WORK REQUIRED: Would you set down every entry shown below, precisely as written?

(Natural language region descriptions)
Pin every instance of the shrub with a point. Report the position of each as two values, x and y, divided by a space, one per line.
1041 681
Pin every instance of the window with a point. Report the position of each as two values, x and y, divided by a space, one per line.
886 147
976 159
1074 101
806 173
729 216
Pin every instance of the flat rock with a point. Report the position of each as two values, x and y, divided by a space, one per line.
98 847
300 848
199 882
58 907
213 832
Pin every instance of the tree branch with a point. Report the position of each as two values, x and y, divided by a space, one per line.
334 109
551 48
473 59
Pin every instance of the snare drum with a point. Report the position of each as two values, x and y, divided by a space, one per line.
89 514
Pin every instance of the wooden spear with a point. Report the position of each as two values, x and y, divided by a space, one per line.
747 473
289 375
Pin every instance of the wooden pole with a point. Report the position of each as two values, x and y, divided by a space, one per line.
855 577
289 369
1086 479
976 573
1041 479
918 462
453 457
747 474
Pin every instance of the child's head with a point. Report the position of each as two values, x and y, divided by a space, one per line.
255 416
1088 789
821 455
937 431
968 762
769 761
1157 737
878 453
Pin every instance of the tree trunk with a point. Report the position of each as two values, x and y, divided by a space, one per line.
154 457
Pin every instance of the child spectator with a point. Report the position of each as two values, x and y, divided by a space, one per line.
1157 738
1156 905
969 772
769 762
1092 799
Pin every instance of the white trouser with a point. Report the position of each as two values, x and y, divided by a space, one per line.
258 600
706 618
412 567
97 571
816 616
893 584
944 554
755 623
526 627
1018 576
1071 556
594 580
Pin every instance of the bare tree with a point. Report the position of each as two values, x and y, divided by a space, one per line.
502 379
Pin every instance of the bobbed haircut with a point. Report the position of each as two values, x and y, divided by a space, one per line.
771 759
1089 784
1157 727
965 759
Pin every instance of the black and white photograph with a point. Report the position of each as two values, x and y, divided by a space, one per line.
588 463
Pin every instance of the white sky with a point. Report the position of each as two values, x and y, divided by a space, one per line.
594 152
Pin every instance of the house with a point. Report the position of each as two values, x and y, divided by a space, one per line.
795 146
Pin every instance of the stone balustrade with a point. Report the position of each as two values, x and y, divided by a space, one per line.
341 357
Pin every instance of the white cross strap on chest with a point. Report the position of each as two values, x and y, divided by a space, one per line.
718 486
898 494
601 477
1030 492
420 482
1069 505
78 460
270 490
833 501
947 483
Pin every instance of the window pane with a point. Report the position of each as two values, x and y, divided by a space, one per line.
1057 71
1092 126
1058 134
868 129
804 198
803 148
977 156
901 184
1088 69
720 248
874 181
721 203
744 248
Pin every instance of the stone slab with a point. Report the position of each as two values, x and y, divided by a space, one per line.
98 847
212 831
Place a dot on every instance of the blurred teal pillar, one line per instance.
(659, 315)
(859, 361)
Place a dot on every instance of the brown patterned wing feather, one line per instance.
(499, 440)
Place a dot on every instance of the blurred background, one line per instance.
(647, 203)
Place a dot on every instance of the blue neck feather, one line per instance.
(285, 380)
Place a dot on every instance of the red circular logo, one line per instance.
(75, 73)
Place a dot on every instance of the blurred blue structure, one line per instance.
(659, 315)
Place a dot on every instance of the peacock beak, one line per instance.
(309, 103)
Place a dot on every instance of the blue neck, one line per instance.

ANSWER SPACE:
Pin every instance of the shrub with a point. Report the position of each as two values, x and y, divided by a space, one per line.
1041 681
Pin every instance of the window with a point. Report the position of each as two values, x and y, divided by a space, one per line.
886 147
976 159
1074 101
806 173
729 216
Pin every instance of the flat rock with a point. Report the position of each as two values, x and y, divided by a space, one per line.
98 847
300 848
199 882
58 907
213 832
Pin every instance of the tree branch with a point. Report the position of each as two values, x and y, divided by a space, one per line.
334 109
551 48
473 59
Pin every instance of the snare drum with a point. Report the position of each as two values, x and y, divided by a space, one per line.
89 514
Pin every instance of the wooden spear with a point. Report the position of each as two values, x and y, divided by a space, one per line.
747 473
289 375
Pin every instance of the wooden pole with a point. Report the position of each as two values, x and y, divided by a space, one per line.
855 577
289 369
1086 479
976 573
1041 479
918 462
453 457
747 474
Pin every instance of the child's head with a point. Report the position of each as two values, x and y, divided by a space, one per line.
255 416
1088 789
821 455
937 431
968 762
769 761
1157 737
878 453
Pin every instance of the tree trunk with a point. Report the position of each as two values, x and y, divided by a space, one per line.
154 457
Pin every instance of the child spectator with a point. Report the position of each as two values, x and y, divided by a space, one per line.
1157 738
1156 905
969 772
769 762
1092 799
Pin every instance of the white trouser with a point. Report the position of each as two values, x and y, divided by a space, one per line.
258 600
706 618
412 567
97 571
816 616
893 584
944 554
755 623
526 627
1018 576
1071 556
594 580
Pin every instance of the bare tree with a point. Report the position of each as two values, x and y, divided by a space, one per line.
502 379
Pin every instance of the bobbed haircut with a point. Report the position of each as two values, x and y, divided by a space, one per line.
771 759
1089 784
1157 727
965 759
Pin every instance of the black and white photograph with a point. Report the position of each as two values, x and y, divided by a space, one per line.
588 463
Pin every instance of the white sky with a point. Report the position of each as two values, x and y, divided by a space, one per line.
594 152
Pin every instance of the house with a point. Report the position of each as two values, x and y, divided by a space, one per line.
795 146
Pin every instance of the stone balustrade with a point. Report the position of each as two values, x and y, divided by a space, one per line.
341 357
Pin every instance of the white cross strap on chest with a point. Report the position of each as two values, x and y, divided by a space, one per line.
718 486
898 494
601 477
1030 492
420 482
1069 505
78 460
270 490
833 501
947 483
Pin every instance of the window pane with a point. Report the position of each as two values, x and y, divided by a space, one per line.
1057 71
1092 126
1058 134
868 129
804 198
803 148
977 156
901 184
1088 69
720 248
874 181
721 203
744 248
Pin every instance of the stone slab with a point. Report the position of each as two values, x and y, divided by a space, one per line.
98 847
212 831
Place a dot on every instance of the blurred teal pillar, one line per instance.
(659, 315)
(859, 361)
Place a dot on every instance of the brown patterned wing feather, one line per instance.
(499, 440)
Place a dot on every instance of the blurred background, one line per instance.
(647, 203)
Place a dot on every instance of the blue neck feather, one line per instance.
(285, 380)
Place a dot on every instance of the red circular logo, one line per instance.
(75, 73)
Place a dot on every instance of the blurred blue structure, one line per instance.
(659, 315)
Place a dot on every instance of the peacock beak, one line per instance.
(309, 103)
Place a dot on every instance of the blue neck, one line per instance.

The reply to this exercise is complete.